▸ Text provided
** START **

It is now widely acknowledged that embracing electric mobility is central to our nation's commitment to transitioning towards a more sustainable future. One of the most compelling and enduring advantages of adopting electric vehicles is their positive environmental influence. Conventional internal combustion engine (ICE) vehicles are responsible for approximately 11% of India's annual carbon dioxide (CO2) emissions, accounting for 99.6% of the country's yearly petrol and 70% of diesel consumption. In contrast, electric vehicles exhibit significantly lower emissions than their ICE counterparts. By choosing electric vehicles, consumers actively contribute to reducing air pollution, greenhouse gas emissions, and overall ecological decline.
Both the Central and State Governments have placed significant importance on and actively contributed to accelerating this transition to electric mobility through various measures. These include incentives for demand, such as the Faster Adoption and Manufacturing of Hybrid and Electric Vehicles (FAME) program, supply subsidies like the Production Linked Incentive (PLI), and reduced taxation under the Goods and Services Tax (GST) framework. The supportive policies have given a strong impetus to EV adoption, particularly in segments like two-wheelers, three-wheelers, and four-wheeler taxis.
Financial savings constitute another critical advantage of EVs in the long term. Although the initial cost of an electric vehicle might be higher than that of a traditional ICE vehicle, the operational expenses are notably lower. EVs have fewer moving parts and require less maintenance, reducing upkeep costs over time. Additionally, the cost of electricity, which powers EVs, tends to be more stable and predictable than fluctuating fuel prices.

** END **

▸ Exercise set
1) According to the passage on electric vehicles, what share of India's annual carbon dioxide emissions comes from conventional internal combustion engine vehicles?
2) List every government measure that the passage on electric vehicles names as speeding up the move to electric mobility.
3) Carry the passage on electric vehicles forward from its final sentence.

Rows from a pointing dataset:
** START **

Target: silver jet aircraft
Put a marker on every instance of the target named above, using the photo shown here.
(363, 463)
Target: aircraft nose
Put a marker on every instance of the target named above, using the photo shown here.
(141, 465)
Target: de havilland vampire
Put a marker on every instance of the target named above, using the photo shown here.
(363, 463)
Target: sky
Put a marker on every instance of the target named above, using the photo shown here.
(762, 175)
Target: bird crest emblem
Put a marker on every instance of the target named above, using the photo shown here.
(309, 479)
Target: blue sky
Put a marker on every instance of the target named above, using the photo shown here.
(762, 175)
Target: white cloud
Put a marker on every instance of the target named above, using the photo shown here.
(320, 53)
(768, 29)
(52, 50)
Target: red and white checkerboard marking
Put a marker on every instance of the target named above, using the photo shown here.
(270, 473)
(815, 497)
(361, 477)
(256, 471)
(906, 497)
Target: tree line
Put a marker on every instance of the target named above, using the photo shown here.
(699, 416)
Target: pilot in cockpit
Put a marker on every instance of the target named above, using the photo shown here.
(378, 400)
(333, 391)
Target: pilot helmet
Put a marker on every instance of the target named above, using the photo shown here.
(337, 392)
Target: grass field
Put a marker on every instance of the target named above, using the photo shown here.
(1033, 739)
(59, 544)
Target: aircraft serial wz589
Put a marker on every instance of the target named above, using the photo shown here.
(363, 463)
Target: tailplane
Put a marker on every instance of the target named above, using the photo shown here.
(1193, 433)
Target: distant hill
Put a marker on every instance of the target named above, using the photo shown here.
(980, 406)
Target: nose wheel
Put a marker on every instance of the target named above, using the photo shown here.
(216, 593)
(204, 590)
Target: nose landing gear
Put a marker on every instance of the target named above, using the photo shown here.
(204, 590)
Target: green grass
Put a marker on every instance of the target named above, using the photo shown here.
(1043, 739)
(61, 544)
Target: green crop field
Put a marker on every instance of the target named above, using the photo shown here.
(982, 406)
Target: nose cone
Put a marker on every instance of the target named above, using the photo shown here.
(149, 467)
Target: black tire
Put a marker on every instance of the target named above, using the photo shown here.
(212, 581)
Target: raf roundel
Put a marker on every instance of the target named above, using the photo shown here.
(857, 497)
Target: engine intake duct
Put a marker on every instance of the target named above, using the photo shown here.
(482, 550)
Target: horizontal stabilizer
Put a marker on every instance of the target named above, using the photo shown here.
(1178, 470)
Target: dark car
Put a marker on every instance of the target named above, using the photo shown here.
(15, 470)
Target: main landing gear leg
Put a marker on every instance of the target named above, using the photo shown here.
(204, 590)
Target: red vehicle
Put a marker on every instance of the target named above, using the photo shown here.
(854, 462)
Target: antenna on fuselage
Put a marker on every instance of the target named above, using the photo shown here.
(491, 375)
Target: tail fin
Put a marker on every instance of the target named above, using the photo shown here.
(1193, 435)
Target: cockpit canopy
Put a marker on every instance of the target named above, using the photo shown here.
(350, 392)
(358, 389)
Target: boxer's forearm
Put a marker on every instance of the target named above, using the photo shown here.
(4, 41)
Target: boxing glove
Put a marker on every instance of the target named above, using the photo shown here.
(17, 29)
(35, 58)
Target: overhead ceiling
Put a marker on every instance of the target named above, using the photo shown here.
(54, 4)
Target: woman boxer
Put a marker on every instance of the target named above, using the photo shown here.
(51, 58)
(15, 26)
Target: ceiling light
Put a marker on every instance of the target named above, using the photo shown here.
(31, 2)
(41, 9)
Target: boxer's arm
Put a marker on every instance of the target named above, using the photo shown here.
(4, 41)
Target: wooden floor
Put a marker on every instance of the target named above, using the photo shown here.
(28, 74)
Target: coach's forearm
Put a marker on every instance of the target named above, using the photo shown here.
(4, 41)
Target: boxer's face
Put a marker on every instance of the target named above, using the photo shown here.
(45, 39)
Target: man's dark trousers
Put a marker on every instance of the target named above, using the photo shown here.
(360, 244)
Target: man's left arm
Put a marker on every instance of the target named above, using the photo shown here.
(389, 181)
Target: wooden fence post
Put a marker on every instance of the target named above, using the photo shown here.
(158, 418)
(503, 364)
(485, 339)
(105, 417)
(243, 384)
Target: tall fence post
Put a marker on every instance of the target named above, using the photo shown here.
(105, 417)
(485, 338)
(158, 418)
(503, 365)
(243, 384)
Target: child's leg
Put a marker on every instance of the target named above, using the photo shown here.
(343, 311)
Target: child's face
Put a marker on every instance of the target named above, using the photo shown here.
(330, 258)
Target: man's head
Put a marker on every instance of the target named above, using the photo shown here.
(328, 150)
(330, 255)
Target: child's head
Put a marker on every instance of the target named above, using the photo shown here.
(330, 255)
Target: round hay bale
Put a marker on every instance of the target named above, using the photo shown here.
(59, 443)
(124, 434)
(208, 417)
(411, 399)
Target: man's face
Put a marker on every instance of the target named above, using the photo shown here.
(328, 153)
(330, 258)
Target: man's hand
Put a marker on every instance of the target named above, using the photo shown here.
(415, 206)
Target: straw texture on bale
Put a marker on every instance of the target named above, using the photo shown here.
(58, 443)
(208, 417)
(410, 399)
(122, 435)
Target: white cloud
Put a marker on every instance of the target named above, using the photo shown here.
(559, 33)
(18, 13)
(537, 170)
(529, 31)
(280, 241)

** END **

▸ Responses to the exercise
1) Approximately 11%.

2)
- The Faster Adoption and Manufacturing of Hybrid and Electric Vehicles (FAME) program
- The Production Linked Incentive (PLI)
- Reduced taxation under the Goods and Services Tax (GST) framework

3)
Nonetheless, to further expedite the widespread adoption of electric vehicles, the industry must address significant psychological barriers that potential customers encounter when contemplating switching from internal combustion engines (ICE) to EVs. These key factors encompass:
Range Anxiety and Charging Time: Concerns about running out of battery power (range anxiety) and the time required for recharging.
Charging Infrastructure:The availability and accessibility of charging stations play a crucial role in the feasibility of EV ownership.
Technological Obsolescence and Battery Life: Apprehensions about the longevity of batteries and the pace of technological advancements in the EV industry.
Resale Value Uncertainty: Lack of clarity regarding the future resale value of electric vehicles.
Higher Upfront Costs: The relatively higher initial investment required for purchasing an electric vehicle than traditional ICE vehicles.
While the industry is solving some of the above points by creating more contiguous public charging networks and working on innovative options like fast charging and swapping, other points need specialised independent entities focused on Asset Lifecycle Management to emerge. EV financing is not like typical ICE vehicle financing since a large part of the cost of an EV is the lithiumbattery (will continue to be so even if chemistry changes and with indigenisation). Furthermore, these batteries have a usage beyond automotive and hence need to be managed across their lifecycle due to the higher cost and the scarce metals they are made of.
EV financing will be the most critical catalyst for EV adoption to accelerate. This will need the emergence of specialised EV financing entities that can manage the EV and the batteries across their lifecycle.By doing asset lifecycle management, these entities can bring down the cost for each user segment and remove barriers to adoption, as pointed out above. This further embellishes the benefits of circularity thereby.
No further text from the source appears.